» TEXT PROVIDED

····················

Isabella Stewart Gardner Museum Isabella Stewart Gardner Museum

Isabella Stewart Gardner Museum

The Boston art museum houses the vast collections of its namesake, one of the most prominent art collectors and philanthropists of the 19th and 20th centuries.

Immortalizing an Outstanding Private Collection in Boston

Isabella Stewart Gardner Museum

Isabella Stewart Gardner was born in New York in 1840 and moved to Boston with her husband, Jack Gardner in 1860. Deeply involved in Boston and Cambridge's intellectual circles, she began collecting rare manuscripts and books, paintings, sculptures, furniture, and artifacts. Following the death of her husband in 1898, Gardner funded construction on a four-story museum where she would exhibit her collection and live in the private quarters. The Isabella Stewart Gardner Museum opened in 1903, offering exhibitions, concerts, and lectures to the public and encouraging artists to use the space as a place to create. Gardner died in 1924, leaving an endowment to continue the museum's operations.

····················

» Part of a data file
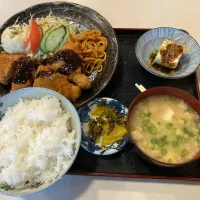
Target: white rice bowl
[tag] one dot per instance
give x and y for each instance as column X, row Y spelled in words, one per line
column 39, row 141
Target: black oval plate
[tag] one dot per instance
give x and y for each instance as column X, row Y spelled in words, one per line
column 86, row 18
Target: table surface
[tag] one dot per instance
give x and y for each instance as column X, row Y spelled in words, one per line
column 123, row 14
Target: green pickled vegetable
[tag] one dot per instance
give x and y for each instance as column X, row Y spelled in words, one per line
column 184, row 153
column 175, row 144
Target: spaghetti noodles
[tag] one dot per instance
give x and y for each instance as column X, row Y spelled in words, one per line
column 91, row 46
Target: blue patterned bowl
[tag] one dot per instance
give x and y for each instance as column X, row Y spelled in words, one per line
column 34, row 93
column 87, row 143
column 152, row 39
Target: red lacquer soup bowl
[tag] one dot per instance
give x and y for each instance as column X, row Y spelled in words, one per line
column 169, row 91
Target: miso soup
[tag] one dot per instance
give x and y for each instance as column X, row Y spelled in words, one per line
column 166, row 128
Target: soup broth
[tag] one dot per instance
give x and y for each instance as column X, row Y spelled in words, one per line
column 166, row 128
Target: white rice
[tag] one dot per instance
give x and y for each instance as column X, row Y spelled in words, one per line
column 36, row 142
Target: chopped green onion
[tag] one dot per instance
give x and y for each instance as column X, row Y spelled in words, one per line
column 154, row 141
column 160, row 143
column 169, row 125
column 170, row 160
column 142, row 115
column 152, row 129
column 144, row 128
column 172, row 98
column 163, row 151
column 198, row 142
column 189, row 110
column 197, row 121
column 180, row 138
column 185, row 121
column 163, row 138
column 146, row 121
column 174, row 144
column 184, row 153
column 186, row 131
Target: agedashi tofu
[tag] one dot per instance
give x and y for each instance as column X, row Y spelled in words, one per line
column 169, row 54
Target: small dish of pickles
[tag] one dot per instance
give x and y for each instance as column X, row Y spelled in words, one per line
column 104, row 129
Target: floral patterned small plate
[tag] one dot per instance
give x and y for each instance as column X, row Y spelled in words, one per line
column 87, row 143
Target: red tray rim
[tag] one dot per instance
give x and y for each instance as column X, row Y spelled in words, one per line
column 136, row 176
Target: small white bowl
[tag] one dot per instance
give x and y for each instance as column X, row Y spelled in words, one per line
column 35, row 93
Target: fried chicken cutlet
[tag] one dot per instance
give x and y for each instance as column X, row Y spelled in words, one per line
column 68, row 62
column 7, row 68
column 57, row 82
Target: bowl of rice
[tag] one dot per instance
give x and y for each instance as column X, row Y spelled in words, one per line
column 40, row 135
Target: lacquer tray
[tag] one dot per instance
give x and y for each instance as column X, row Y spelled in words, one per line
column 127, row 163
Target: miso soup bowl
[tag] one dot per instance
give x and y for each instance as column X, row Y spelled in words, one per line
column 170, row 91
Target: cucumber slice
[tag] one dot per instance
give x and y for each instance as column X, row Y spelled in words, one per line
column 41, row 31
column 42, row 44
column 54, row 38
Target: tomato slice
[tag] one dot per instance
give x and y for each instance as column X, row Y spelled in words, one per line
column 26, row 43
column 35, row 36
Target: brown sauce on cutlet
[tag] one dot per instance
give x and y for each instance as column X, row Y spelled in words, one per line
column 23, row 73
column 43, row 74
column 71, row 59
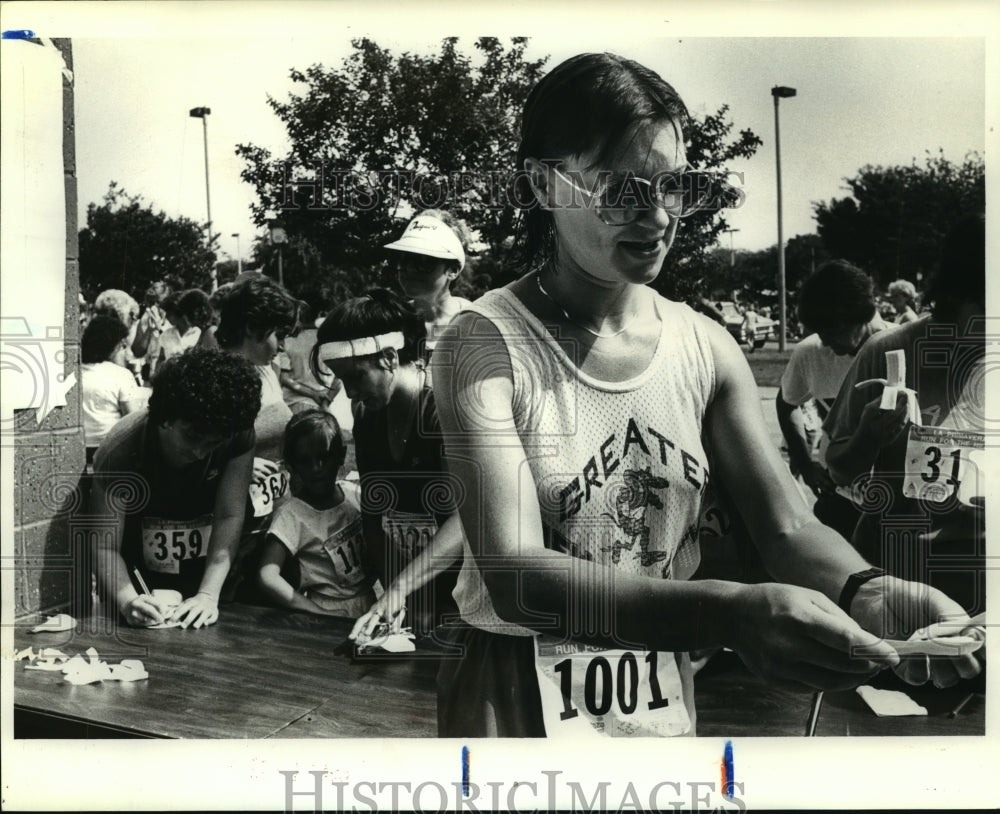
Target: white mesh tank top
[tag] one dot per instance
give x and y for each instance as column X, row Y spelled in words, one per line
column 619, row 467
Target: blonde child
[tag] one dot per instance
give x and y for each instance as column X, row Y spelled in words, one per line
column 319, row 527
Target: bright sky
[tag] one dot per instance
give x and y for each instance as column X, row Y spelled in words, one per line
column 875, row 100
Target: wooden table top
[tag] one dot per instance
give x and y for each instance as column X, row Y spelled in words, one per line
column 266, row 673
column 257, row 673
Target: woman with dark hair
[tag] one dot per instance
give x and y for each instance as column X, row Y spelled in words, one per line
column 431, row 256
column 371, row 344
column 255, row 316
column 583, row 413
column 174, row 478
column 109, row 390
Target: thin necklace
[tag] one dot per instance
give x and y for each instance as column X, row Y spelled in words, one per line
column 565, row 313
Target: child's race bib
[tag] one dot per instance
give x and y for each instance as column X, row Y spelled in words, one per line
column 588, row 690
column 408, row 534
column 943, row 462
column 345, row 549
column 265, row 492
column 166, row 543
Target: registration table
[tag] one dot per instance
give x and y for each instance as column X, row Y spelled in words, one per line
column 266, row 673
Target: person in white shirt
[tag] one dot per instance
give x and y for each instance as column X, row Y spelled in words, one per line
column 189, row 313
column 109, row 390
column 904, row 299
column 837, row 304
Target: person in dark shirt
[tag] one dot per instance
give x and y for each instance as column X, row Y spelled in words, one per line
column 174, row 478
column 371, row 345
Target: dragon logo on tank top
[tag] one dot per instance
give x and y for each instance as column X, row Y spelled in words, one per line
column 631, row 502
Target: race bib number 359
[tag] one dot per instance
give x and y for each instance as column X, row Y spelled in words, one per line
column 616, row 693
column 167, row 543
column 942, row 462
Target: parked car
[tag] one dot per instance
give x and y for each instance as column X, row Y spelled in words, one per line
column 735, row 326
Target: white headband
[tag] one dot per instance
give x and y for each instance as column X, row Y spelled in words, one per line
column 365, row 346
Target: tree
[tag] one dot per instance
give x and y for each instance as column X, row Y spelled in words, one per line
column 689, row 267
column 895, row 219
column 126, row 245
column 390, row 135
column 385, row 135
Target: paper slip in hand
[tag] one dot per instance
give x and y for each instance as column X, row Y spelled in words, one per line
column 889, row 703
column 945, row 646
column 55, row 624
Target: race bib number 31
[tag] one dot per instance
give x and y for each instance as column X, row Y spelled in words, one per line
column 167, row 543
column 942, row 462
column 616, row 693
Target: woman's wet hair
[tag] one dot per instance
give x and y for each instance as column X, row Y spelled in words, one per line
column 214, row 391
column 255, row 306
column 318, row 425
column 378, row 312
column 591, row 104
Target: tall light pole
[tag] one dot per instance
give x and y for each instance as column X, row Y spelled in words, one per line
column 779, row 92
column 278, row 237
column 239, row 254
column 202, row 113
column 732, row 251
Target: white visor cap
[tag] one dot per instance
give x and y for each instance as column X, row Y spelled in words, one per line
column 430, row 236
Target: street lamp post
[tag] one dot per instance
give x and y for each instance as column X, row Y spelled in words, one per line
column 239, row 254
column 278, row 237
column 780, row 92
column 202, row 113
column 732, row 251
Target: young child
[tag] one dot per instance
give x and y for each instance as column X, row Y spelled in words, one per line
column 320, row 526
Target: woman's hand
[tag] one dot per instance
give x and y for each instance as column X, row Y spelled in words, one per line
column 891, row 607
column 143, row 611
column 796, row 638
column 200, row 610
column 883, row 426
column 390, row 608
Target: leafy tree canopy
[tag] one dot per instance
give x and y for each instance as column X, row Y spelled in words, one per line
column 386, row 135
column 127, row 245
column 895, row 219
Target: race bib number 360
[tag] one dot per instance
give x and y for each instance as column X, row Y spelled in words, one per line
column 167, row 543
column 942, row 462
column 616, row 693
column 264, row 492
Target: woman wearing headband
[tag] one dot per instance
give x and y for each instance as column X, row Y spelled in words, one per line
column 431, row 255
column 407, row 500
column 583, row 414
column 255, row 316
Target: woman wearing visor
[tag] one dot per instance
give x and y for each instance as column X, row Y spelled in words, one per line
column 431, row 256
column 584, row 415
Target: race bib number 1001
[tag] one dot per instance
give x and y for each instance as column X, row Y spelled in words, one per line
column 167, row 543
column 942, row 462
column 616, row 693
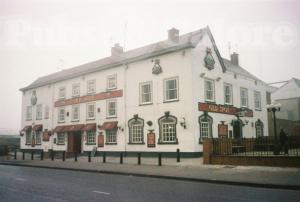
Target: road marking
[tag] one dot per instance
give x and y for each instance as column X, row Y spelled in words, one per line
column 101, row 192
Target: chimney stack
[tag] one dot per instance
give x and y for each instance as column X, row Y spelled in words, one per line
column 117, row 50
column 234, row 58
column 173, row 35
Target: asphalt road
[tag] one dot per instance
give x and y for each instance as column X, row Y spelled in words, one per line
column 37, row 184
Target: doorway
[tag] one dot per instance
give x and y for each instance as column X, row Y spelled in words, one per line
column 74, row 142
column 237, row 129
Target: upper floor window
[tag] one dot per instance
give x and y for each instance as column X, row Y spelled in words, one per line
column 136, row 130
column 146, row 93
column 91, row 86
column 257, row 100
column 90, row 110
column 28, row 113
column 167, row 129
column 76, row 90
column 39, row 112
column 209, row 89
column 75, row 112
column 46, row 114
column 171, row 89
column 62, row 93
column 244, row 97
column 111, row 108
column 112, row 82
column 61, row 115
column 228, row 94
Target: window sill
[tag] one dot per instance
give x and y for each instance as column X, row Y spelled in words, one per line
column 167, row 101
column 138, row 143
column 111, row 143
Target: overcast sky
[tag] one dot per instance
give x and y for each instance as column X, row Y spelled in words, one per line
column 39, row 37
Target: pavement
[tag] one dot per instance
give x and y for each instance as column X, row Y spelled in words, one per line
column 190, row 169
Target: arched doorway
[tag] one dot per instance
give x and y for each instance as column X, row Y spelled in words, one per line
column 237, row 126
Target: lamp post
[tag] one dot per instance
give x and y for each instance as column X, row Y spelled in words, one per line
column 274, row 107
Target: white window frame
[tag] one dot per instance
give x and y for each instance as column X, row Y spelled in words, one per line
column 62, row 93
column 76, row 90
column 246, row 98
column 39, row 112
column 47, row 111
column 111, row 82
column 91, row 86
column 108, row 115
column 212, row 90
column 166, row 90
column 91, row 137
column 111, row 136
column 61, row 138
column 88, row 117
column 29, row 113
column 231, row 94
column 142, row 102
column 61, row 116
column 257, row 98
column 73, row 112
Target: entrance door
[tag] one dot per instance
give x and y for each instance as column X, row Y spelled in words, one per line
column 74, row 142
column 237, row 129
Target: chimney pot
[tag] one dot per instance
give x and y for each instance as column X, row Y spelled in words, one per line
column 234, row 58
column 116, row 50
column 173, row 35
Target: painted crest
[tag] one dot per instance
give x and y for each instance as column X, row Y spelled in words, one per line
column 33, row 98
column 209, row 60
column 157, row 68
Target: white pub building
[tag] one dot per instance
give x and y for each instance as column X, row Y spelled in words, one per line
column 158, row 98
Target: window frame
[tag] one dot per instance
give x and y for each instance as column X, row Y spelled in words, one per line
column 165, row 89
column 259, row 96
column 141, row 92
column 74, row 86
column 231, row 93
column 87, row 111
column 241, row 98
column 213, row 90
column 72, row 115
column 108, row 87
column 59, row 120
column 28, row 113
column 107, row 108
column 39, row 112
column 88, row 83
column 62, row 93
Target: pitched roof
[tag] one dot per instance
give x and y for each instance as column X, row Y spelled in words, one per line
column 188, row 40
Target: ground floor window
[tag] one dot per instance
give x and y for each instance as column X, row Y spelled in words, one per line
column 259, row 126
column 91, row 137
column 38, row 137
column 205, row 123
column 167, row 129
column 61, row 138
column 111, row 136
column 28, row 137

····················

» LIST OF TASKS
• 1. Reproduce the museum text from "Isabella Stewart Gardner Museum Isabella" to "and 20th centuries.".
• 2. According to the museum text, in what year did the Isabella Stewart Gardner Museum open?

» CORRECT ANSWERS
• 1.
Isabella Stewart Gardner Museum Isabella Stewart Gardner Museum

Isabella Stewart Gardner Museum

The Boston art museum houses the vast collections of its namesake, one of the most prominent art collectors and philanthropists of the 19th and 20th centuries.

• 2. 1903